Records
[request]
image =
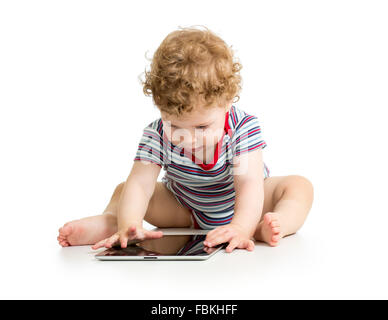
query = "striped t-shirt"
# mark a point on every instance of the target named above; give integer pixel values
(206, 189)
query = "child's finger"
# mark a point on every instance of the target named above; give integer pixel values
(216, 234)
(219, 239)
(99, 244)
(123, 241)
(154, 234)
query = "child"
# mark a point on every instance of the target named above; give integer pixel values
(211, 151)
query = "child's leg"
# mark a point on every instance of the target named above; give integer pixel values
(92, 229)
(287, 203)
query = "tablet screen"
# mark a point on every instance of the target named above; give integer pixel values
(169, 245)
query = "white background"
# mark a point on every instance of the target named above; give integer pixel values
(73, 110)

| PROBLEM DETAILS |
Copy out the listing above line for line, leaving out the picture.

| RESULT |
[request]
image =
query = "striped t-shirt"
# mark a point on every instance of the target named above; give integer pixel values
(206, 189)
query = "child's finger"
# mark a point on every instance of the target named above; give integer pixel values
(216, 234)
(219, 239)
(99, 244)
(123, 241)
(154, 234)
query = "child"
# mark a point on every instance of the target named above; give integer pixel values
(211, 151)
query = "child's leg"
# mark a point on every instance of the target named above; give integer pixel values
(92, 229)
(287, 203)
query = "tablet screen"
# mark a point on every instance of the target named above; give integer pixel values
(169, 245)
query = "white background"
# mark a point on every instance of the target named above; give integer pixel values
(73, 110)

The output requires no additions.